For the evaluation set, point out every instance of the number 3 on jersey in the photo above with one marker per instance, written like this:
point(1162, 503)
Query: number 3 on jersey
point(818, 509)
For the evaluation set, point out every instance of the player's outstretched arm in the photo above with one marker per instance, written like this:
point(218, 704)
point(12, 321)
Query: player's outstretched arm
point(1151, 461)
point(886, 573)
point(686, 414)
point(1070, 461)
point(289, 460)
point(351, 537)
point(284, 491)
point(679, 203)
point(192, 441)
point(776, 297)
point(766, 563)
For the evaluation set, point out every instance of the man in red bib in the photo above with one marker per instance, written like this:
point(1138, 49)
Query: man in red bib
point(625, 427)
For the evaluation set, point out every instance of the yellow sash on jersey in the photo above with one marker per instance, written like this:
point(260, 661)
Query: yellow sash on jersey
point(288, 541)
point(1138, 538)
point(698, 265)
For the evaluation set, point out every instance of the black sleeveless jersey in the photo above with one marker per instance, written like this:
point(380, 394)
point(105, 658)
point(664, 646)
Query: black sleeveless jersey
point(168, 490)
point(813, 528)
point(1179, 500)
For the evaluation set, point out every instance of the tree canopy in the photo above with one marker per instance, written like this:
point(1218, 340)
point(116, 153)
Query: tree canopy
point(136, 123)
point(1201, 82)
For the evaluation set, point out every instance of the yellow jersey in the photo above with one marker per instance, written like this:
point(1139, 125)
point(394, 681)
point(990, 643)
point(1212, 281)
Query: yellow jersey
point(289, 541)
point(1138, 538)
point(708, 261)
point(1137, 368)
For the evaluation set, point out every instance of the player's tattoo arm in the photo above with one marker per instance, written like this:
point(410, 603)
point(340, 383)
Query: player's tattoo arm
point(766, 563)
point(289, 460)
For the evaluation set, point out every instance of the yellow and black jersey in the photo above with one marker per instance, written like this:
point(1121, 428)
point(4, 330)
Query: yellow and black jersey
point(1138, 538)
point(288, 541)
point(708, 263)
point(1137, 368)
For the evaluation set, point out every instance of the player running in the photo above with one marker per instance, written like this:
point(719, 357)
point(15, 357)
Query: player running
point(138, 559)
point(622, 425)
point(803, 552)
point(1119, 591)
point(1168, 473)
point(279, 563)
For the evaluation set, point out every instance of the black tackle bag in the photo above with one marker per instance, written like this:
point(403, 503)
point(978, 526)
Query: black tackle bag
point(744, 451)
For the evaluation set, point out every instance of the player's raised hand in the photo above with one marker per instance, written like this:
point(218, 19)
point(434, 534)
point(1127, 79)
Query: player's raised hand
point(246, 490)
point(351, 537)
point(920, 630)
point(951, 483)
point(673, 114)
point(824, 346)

> [Your objective]
Edit the material above so that every "evaluation set" becomes "test set", and keep every other line the same.

> [Solution]
For the test set, point out every instance of the number 3 on jersey in the photo above with one marker per instance, written like this:
point(1162, 503)
Query: number 3 on jersey
point(818, 509)
For the test set, point out every instance of the player's outstretched arm in the photo above with one marker per instance, written like this:
point(218, 704)
point(12, 321)
Query: player's outstretched arm
point(1151, 461)
point(886, 573)
point(686, 414)
point(1070, 461)
point(289, 460)
point(351, 537)
point(284, 491)
point(679, 203)
point(192, 441)
point(776, 297)
point(766, 563)
For the test set, point out every instance of the man in red bib in the photo above with one marker per instance, written like this:
point(1138, 49)
Query: man in red bib
point(625, 427)
For the test set, point out every instance of the yellow sash on jersey in the photo above with one marker per instance, written like this:
point(260, 661)
Query: yellow sash on jersey
point(288, 541)
point(1138, 538)
point(698, 265)
For the test set, point out every instance of the black sleeveless jersey in the photo above with one marker per instance, written like this:
point(380, 394)
point(105, 658)
point(664, 646)
Query: black sleeveless jersey
point(168, 490)
point(813, 528)
point(1179, 500)
For the test set, point out every instance of the tree canopy in the photo above with one marker per instance, written like this:
point(1218, 340)
point(116, 153)
Query: tree canopy
point(136, 123)
point(1201, 82)
For the test set, point out every instance of the yellow jersey in the photo above with one marker per instance, written like this:
point(1139, 125)
point(394, 681)
point(990, 643)
point(1212, 281)
Query: yellow jersey
point(289, 541)
point(1138, 538)
point(708, 261)
point(1137, 368)
For the test set, point out every instance of the player's tattoo arm in the photo above with one marker per instance, written like this:
point(410, 603)
point(340, 383)
Query: player's tattoo arm
point(766, 563)
point(289, 460)
For the test set, point out every instance of the yellow and black jersey in the photo above with one marker per instance, written like this:
point(1121, 428)
point(4, 330)
Query: yellow and black jersey
point(1138, 538)
point(288, 541)
point(708, 263)
point(1137, 368)
For the test set, point out every instance of the player running in the photo above with one marker per instance, written like this:
point(719, 357)
point(15, 357)
Query: player running
point(138, 559)
point(622, 425)
point(803, 552)
point(1119, 591)
point(1168, 473)
point(279, 563)
For the test set, point out every instance of the black tackle bag in the photo above with one marker per instance, written like this:
point(403, 503)
point(978, 526)
Query: black tackle bag
point(744, 451)
For the test set, point out every instance of the player's raised hand in the photo above with one marker per instance, written like this:
point(218, 19)
point(434, 534)
point(1127, 79)
Query: player's raised hand
point(246, 490)
point(351, 537)
point(920, 630)
point(951, 483)
point(673, 114)
point(824, 346)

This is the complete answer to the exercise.